**STATED TASK 1:** Arrange the lines of the entries as a JSON list of strings, one string per line and blank lines omitted, starting at the line containing "[trace] sky -> outlines" and ending at the line containing "M104 49L153 22L208".

Yes, they are free of stiction, as they are true fluid heads, whereas your 501 is not.

(Stiction is the initial friction that occurs between two objects, which causes one to exert more effort to start something moviing. The two objects stick together.

If a tripod has stiction, then it is nearly impossible to create smooth starts whenever you move the tripod. You can, however, be smooth after overcoming the initial stiction.)


However, the DV4 is a relatively economical tripod from Sachtler. As such, they have limited the number of resistance levels in both the horizontal and vertical directions. It has two levels, moderate resistance and essentially zero resistance.

To be clear, the DV4 actually has two levels of resistance, On and Off. The resistance level for horizontal panning is set independently of the vertical resistance level.


Higher end models, which are much more expensive and can handle greater weight, have more levels of resistance. I am very familar with two Sachtler tripods, one has 6 levels and the other 8 levels.

The one I own, a DV8-100, has 6 levels, zero resistance plus levels 1 through 5. The DV4's resistance level would be the same as my level 3.

This level 3 is a very good overall choice of resistance. However there may be times that you might want it stiffer. I find myself using level 5 a lot as this is very stiff and is great for very smooth operation.



When off, you can do whip pans as there essentially is no resistance. On is moderate resistance which is a very good choice by Sachtler.

Named region outline records
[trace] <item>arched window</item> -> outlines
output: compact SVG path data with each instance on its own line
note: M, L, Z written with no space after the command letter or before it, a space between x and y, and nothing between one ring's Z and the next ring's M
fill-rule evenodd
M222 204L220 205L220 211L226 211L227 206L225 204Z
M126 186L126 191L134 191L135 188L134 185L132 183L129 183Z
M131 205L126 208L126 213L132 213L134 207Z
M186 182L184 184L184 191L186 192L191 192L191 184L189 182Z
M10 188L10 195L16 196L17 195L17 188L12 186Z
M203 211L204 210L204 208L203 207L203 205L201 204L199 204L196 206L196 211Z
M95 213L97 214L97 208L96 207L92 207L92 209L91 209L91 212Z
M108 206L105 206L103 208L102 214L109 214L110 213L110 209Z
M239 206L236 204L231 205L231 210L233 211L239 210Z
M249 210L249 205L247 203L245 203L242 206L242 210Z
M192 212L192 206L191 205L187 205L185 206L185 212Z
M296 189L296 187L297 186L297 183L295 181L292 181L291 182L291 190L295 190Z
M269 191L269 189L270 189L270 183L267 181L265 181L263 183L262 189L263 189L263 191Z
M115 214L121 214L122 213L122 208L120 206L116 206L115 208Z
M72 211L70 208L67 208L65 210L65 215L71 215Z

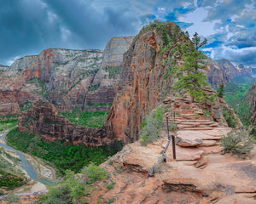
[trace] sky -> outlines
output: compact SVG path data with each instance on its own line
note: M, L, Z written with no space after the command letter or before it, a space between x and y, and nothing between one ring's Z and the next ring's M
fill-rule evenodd
M104 49L153 22L208 41L212 59L256 68L256 0L0 0L0 64L46 48Z

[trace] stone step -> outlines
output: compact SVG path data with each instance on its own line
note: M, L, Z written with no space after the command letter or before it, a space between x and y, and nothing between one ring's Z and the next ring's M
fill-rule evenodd
M198 119L198 120L180 120L180 119L176 119L175 122L211 122L212 121L209 120L204 120L204 119Z
M182 124L182 125L214 125L214 124L218 124L216 122L201 122L201 121L197 121L197 122L177 122L177 124Z
M214 125L212 125L212 126L210 126L210 125L201 125L201 124L190 124L190 125L189 125L189 124L177 124L177 127L180 128L180 129L182 129L182 128L213 128L213 127L218 127L218 126L216 126L215 124Z
M205 128L200 128L200 127L196 127L196 128L180 128L182 130L212 130L213 128L212 127L205 127Z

**STATED TASK 2:** Reproduce the tripod text starting at "Higher end models, which" and ending at "my level 3.", replacing "DV8-100" with "DV8-200".

**TASK SOLUTION 1:**
[
  "[trace] sky -> outlines",
  "output: compact SVG path data with each instance on its own line",
  "note: M, L, Z written with no space after the command letter or before it, a space between x and y, and nothing between one ring's Z and the next ring's M",
  "fill-rule evenodd",
  "M104 49L153 22L208 41L212 59L256 68L256 0L0 0L0 64L46 48Z"
]

**TASK SOLUTION 2:**
Higher end models, which are much more expensive and can handle greater weight, have more levels of resistance. I am very familar with two Sachtler tripods, one has 6 levels and the other 8 levels.

The one I own, a DV8-200, has 6 levels, zero resistance plus levels 1 through 5. The DV4's resistance level would be the same as my level 3.